» PROVIDED PASSAGE
>> Begin

Kansas City Chiefs: Re-signing wide receiver Dwayne Bowe and left tackle Brenden Albert is a priority. Bowe may regret that he didn’t insist on a franchise tag prohibition clause before he signed his $9.515 million franchise tender in August. He can be franchised for a second time at $11.418 million. Instead of franchising Bowe or Albert, the Chiefs could go the economical route by using their tag on Pro Bowl punter Dustin Colquitt.
Oakland Raiders: Tight end Brandon Myers had a breakout season with 79 catches for 806 yards. He led the Raiders in receptions and receiving yards. 37-year-old punter Shane Lechler has been the highest paid punter at $4 million per year. The Raiders may be reluctant to franchise Lechler because his $5.88 million franchise number is more than double the minimum tender for kickers and punters.
San Diego Chargers: Offensive guard Louis Vasquez is San Diego’s best offensive lineman on a unit that needs revamping. Quarterback Philip Rivers was sacked a career-high 49 times in 2012. Offensive guards typically aren’t franchised. New England’s Logan Mankins is the only offensive guard that has been franchised during the last five years.

>> End

» TASKS TO CARRY OUT
#1 Answer these questions using the team notes on franchise tags:
(a) How many catches did Brandon Myers have in his breakout season?
(b) How many times was Philip Rivers sacked in 2012?
(c) At what amount can Dwayne Bowe be franchised for a second time?
#2 In the team notes on franchise tags, reproduce the text between "San Diego Chargers: Offensive" and "last five years.", inclusive.
#3 Carry on the team notes on franchise tags from the point where they stop.

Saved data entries
>> Begin

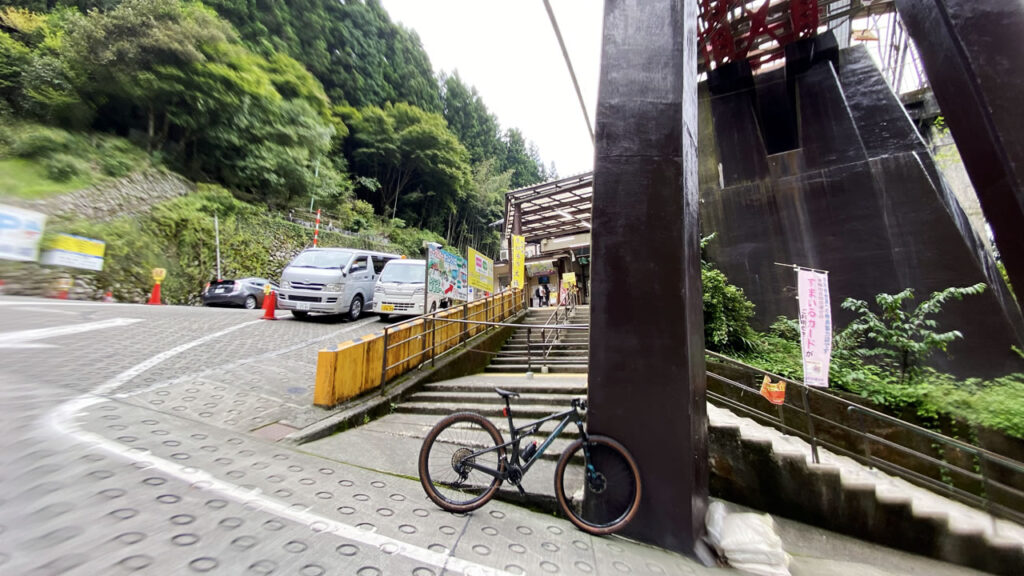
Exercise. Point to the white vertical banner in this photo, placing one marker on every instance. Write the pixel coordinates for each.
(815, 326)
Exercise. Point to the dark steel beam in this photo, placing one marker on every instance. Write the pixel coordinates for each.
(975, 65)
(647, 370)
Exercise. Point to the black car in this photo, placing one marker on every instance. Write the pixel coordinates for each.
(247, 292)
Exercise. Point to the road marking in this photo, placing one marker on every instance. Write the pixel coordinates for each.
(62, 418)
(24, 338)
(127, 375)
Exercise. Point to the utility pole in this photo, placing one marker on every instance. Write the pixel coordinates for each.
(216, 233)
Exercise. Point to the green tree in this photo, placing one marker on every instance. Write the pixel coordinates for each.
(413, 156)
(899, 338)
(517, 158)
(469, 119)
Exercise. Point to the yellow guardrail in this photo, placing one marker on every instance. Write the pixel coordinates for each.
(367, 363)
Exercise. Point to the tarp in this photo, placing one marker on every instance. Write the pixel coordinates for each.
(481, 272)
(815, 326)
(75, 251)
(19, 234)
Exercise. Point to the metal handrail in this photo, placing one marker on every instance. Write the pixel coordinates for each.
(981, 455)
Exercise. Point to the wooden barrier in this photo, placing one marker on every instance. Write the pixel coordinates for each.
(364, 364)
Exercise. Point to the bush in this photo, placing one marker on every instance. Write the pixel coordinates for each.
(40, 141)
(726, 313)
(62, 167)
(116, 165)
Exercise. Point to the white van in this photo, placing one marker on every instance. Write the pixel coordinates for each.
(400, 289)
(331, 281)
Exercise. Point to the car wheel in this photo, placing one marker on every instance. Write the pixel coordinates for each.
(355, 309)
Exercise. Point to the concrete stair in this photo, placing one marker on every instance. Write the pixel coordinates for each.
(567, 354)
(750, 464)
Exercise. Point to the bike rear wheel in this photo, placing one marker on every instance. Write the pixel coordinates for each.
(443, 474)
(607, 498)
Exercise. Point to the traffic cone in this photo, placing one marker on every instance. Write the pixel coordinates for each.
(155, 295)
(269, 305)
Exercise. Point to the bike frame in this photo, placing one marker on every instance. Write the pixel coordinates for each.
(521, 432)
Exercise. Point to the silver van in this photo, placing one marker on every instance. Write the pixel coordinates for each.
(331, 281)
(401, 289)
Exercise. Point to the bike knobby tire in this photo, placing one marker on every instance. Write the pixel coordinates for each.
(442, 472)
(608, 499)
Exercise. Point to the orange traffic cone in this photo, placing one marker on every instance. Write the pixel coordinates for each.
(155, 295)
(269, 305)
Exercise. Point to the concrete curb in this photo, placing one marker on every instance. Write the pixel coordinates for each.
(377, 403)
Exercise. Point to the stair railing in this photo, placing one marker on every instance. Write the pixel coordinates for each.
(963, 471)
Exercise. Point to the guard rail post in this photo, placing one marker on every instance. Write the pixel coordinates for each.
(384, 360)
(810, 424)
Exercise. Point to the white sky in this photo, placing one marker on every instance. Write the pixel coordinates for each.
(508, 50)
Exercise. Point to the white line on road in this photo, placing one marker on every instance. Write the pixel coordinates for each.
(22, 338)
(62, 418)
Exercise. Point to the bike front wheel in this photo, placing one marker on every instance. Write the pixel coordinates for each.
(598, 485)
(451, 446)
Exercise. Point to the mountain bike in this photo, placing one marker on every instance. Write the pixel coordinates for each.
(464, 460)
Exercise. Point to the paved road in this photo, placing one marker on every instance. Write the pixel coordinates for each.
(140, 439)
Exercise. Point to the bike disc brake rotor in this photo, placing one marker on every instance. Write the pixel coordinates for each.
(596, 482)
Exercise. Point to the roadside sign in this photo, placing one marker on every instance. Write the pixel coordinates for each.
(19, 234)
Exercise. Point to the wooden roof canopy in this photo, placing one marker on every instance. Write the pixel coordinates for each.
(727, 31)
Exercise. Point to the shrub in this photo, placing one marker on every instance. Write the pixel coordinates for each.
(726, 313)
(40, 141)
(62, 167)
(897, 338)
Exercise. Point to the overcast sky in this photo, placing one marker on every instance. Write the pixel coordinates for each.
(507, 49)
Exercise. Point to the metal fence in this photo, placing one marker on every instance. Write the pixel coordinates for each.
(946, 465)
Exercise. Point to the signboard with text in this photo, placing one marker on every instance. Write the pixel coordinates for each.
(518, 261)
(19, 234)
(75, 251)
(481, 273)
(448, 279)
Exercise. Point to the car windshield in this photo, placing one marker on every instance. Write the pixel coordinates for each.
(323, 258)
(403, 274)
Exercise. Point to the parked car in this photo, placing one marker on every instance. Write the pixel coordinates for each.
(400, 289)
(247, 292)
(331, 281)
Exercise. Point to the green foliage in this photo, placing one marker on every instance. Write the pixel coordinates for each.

>> End
>> Begin

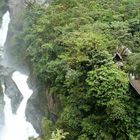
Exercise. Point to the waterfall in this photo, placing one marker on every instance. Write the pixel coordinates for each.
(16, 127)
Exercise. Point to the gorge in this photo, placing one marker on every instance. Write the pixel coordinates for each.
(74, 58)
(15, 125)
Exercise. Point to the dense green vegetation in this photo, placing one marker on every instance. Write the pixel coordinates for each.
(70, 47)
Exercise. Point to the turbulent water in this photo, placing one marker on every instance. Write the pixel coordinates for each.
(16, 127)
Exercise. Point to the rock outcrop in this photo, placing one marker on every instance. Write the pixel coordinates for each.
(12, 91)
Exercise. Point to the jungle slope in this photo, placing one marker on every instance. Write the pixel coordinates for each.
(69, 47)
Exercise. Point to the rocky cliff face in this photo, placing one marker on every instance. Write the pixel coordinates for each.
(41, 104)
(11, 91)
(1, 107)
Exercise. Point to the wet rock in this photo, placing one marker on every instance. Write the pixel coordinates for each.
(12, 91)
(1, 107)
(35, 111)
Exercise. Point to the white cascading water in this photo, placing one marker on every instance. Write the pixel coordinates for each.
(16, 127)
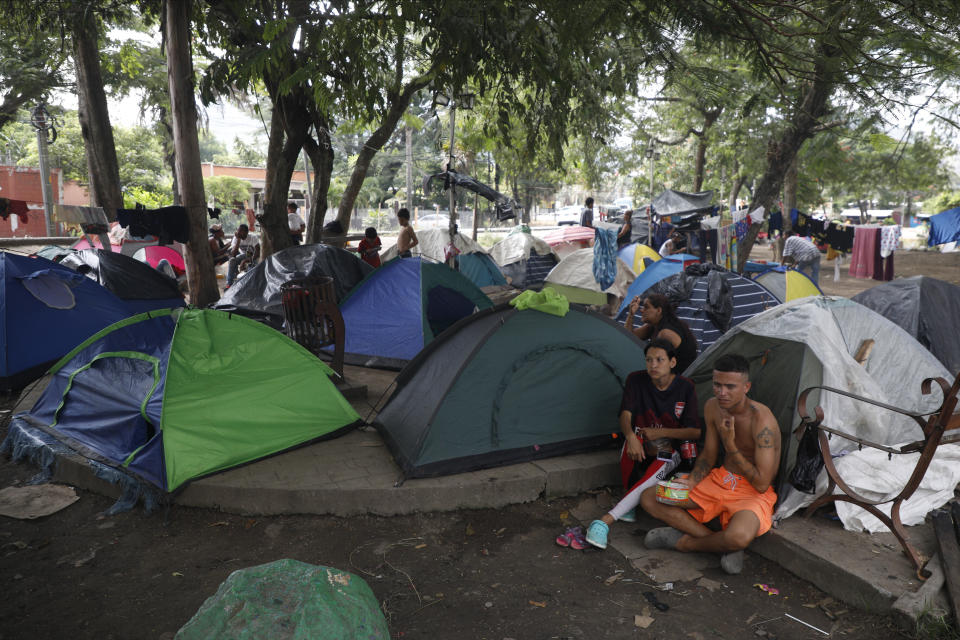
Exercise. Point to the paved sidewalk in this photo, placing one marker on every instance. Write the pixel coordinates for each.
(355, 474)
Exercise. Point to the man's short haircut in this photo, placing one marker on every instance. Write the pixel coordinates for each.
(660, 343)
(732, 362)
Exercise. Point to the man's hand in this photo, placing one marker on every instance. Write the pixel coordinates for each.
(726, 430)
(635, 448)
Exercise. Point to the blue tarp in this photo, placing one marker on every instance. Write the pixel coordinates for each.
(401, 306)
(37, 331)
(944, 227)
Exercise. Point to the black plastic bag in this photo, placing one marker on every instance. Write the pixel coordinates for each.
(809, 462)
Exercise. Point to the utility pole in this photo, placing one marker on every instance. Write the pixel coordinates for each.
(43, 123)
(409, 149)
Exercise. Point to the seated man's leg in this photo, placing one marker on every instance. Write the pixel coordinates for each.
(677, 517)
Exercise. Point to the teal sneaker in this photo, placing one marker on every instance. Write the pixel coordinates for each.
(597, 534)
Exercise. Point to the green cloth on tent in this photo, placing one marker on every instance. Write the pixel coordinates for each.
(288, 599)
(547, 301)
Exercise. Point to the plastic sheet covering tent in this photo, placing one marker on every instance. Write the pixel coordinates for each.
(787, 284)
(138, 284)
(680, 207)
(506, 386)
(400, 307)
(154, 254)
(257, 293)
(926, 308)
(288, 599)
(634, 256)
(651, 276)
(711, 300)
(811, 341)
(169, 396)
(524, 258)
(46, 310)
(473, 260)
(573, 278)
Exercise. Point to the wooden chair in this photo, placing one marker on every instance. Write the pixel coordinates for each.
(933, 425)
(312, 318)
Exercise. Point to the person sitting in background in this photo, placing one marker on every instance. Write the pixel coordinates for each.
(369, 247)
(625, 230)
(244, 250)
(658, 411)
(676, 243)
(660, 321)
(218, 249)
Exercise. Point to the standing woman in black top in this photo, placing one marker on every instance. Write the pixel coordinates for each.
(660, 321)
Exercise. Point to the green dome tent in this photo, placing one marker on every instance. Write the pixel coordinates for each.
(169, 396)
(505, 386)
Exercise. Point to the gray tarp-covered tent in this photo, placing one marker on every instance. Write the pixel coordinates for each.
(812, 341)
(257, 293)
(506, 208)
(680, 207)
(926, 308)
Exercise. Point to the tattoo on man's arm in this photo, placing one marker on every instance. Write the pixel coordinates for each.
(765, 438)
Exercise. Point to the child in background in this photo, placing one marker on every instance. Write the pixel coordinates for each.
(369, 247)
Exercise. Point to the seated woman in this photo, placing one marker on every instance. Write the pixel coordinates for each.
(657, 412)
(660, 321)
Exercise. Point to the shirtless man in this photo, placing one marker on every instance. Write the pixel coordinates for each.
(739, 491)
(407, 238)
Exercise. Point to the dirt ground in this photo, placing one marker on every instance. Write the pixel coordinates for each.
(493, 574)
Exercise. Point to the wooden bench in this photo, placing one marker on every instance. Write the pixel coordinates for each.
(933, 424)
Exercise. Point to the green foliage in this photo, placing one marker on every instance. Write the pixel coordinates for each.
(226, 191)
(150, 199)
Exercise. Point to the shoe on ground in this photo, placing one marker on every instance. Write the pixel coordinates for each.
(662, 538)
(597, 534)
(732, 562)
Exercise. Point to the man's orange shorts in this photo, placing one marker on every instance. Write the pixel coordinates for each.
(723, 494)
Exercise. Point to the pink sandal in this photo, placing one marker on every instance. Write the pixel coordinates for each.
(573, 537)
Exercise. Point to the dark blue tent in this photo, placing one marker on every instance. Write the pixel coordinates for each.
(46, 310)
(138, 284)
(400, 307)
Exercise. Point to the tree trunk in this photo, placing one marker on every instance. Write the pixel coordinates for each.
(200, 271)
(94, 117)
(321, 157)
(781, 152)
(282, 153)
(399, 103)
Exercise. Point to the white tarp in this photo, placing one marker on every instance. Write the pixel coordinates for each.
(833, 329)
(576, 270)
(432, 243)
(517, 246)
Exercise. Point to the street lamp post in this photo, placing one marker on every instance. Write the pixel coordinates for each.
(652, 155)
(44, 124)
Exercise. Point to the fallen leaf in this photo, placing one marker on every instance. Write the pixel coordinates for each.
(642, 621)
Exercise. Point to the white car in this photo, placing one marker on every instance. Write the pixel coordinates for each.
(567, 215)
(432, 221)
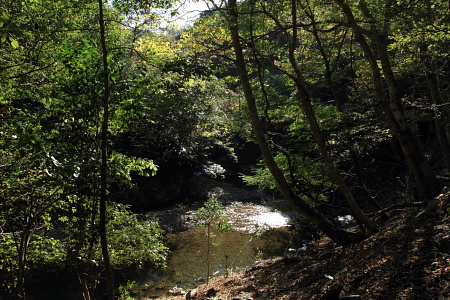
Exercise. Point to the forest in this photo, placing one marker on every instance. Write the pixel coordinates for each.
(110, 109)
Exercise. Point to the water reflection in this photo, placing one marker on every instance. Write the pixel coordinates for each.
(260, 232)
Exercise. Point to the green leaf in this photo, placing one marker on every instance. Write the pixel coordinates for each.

>> End

» OUTPUTS BY TASK
#1
(a) 79
(b) 49
(c) $11.418 million

#2
San Diego Chargers: Offensive guard Louis Vasquez is San Diego’s best offensive lineman on a unit that needs revamping. Quarterback Philip Rivers was sacked a career-high 49 times in 2012. Offensive guards typically aren’t franchised. New England’s Logan Mankins is the only offensive guard that has been franchised during the last five years.

#3
Dallas Cowboys: Outside linebacker Anthony Spencer was franchised last year. Even though Dallas is switching to 4-3 defense where Spencer would become a defensive end, his franchise number is based on the linebacker number because it’s the position where he played the most snaps during the 2012 season. It would cost $10.627 million to franchise him for a second time. Since the Cowboys’ primary concern is clearing slightly over $21 million of cap room in order to be cap compliant when the 2013 league year starts on March 12, they may not use their franchise tag.
New York Giants: Left tackle Will Beatty is a prime franchise tag candidate since he plays a premium position. Victor Cruz would be franchised if he were headed towards unrestricted free agency. As a restricted free agent, Cruz can be given a $2.879 million tender which entitles the Giants to a first-round pick if he signs an offer sheet with another club that isn’t matched. It would be a waste of resources to allocate an additional $7.478 million to Cruz with a franchise tag because the restricted free agent market has been dormant in recent years. None of last year’s 42 restricted free agents signed an offer sheet.
Philadelphia Eagles: The Eagles will not use their franchise tag according to Comcast SportsNet’s Geoff Mosher. Cornerback Dominique Rodgers-Cromartie was the only player who got consideration.
Washington Redskins: Tight end Fred Davis, who was franchised last season, tore his left Achilles tendon in the seventh game of season. The injury could limit his free agent market. The Redskins would like to re-sign him but probably don’t have to put a $6.535 million franchise tag on him since he isn’t expected to be healthy for at least three months.
Chicago Bears: Defensive tackle Henry Melton was named to his first Pro Bowl after registering six sacks, which ranked third among defensive tackles. The Bears reportedly opened contract negotiations for a new deal with Melton during the 2012 season without much progress being made.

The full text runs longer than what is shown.